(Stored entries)
= = = =

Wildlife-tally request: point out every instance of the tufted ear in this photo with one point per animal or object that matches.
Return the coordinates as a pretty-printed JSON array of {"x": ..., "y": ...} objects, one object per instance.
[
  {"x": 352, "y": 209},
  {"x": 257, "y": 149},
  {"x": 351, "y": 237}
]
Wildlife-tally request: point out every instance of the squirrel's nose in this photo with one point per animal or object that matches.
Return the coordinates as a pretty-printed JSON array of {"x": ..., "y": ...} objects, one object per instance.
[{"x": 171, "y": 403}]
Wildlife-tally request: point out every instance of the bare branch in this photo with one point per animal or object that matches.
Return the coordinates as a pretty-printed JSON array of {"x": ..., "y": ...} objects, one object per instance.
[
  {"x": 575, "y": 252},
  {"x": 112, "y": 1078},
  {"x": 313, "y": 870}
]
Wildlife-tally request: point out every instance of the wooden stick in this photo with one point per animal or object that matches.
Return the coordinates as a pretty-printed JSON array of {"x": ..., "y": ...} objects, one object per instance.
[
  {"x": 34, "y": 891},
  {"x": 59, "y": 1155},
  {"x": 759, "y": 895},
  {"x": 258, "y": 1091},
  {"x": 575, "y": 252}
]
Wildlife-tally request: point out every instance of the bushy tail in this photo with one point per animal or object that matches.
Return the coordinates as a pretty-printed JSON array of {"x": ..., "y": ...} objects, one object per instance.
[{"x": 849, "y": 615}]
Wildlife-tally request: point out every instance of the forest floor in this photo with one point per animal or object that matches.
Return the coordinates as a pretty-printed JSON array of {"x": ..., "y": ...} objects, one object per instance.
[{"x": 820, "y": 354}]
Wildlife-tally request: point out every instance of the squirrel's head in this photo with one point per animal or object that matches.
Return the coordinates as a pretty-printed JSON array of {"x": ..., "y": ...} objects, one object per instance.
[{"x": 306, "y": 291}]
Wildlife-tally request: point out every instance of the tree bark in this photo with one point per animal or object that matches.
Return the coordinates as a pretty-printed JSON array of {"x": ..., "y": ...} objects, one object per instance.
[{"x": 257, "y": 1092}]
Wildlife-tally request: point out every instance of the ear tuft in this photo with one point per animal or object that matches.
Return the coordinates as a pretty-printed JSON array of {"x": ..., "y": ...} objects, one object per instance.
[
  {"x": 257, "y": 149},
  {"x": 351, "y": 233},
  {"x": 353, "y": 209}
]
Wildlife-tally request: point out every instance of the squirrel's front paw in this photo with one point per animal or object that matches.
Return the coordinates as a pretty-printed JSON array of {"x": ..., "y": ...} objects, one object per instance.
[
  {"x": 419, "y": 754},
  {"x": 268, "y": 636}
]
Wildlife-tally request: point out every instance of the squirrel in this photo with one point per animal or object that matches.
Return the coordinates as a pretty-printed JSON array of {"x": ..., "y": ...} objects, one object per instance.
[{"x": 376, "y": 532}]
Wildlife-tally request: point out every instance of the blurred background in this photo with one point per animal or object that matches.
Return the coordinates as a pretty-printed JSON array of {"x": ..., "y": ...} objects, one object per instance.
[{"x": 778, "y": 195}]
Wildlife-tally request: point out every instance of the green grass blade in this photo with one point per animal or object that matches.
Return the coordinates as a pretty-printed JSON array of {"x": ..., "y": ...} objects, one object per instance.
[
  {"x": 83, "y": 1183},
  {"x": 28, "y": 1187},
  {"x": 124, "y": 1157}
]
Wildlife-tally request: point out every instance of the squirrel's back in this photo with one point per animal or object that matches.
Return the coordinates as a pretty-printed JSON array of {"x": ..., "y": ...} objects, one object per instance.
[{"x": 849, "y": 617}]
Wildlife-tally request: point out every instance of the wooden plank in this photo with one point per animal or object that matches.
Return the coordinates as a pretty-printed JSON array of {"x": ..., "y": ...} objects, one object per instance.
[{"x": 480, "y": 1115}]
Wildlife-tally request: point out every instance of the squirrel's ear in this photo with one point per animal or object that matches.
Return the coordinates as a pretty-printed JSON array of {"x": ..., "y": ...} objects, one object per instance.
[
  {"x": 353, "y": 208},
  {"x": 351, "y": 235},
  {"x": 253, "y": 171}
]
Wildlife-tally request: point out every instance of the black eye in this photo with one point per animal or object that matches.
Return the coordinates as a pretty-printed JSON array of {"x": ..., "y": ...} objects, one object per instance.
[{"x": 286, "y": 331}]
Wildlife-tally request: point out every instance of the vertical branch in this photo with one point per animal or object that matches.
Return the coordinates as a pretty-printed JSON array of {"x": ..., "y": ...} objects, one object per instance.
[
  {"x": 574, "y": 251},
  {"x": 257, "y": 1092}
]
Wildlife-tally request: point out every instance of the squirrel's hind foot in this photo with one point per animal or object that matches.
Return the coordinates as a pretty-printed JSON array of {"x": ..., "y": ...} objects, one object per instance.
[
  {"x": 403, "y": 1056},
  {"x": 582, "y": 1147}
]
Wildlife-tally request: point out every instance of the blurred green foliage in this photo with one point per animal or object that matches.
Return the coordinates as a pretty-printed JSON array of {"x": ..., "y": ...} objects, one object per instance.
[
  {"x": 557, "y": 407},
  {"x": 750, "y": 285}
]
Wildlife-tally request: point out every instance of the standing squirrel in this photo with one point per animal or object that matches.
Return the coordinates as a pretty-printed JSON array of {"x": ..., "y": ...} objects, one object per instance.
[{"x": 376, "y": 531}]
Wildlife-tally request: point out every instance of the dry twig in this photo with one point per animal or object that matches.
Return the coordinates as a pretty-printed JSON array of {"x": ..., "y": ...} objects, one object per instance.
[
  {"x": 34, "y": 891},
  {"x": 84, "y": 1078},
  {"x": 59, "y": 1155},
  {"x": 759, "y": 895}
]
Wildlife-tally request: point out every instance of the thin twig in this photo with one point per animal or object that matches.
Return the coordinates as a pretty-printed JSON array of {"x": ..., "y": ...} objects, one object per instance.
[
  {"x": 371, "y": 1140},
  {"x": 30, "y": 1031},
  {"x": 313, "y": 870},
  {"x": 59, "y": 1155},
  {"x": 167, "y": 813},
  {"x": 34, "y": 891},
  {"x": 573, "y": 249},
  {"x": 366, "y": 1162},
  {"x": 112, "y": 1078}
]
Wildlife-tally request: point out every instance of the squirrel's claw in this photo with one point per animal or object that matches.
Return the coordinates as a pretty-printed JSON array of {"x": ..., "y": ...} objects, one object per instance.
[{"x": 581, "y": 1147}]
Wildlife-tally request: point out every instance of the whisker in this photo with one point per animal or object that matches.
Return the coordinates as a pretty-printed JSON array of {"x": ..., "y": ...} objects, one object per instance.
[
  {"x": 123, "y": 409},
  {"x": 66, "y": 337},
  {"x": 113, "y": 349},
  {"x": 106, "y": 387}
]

= = = =

▸ Directive:
Retype nothing except the lines from the line holding "the blurred green" through the last line of the entries, both included.

▸ Exercise result:
Wildlife-tally request: point out every instance of the blurred green foliage in this photo with one point per animal or object that matches.
Return the coordinates as a pretty-printed JSON array of {"x": ..., "y": ...} objects, one object per instance.
[
  {"x": 557, "y": 407},
  {"x": 750, "y": 285}
]
Wildlife-tally request: point out every instance of the standing squirrel in this photo with one point per animal or object that matches.
Return the coordinates as a pretty-printed JSON array of {"x": ..., "y": ...} objects, one object per instance.
[{"x": 376, "y": 531}]
Wildlife-tally request: point out every instance of the dry twig in this photo with one point per animal or object that matches.
Return the coordinates as a pretty-printed JSON array of {"x": ..., "y": ...} objects, one object per instance.
[
  {"x": 34, "y": 891},
  {"x": 84, "y": 1078},
  {"x": 59, "y": 1155},
  {"x": 759, "y": 895}
]
Wildlife-tally request: point out every instance of the thin twig in this photo with one point per animal or object that matches.
Return the coordinates as a pretty-printed JSON array of {"x": ..., "y": ...} objects, one object per instance.
[
  {"x": 371, "y": 1140},
  {"x": 30, "y": 1031},
  {"x": 313, "y": 870},
  {"x": 59, "y": 1155},
  {"x": 167, "y": 813},
  {"x": 34, "y": 891},
  {"x": 573, "y": 249},
  {"x": 366, "y": 1162},
  {"x": 112, "y": 1078}
]
Wildlife-tally request: point out every instance of the squirrel's claw in this photo with one point per animal or object that matches.
Return the coordinates as a pretty-printed JSON array of {"x": ..., "y": ...} objects, one object per instance.
[{"x": 581, "y": 1147}]
Wildlife-tally request: point out every instance of the whisker in this photo with one point per animal or object that matches.
Return the coordinates as a pretty-printed JSON array of {"x": ..., "y": ...} objects, one object per instance.
[
  {"x": 123, "y": 409},
  {"x": 66, "y": 337},
  {"x": 113, "y": 349},
  {"x": 106, "y": 387}
]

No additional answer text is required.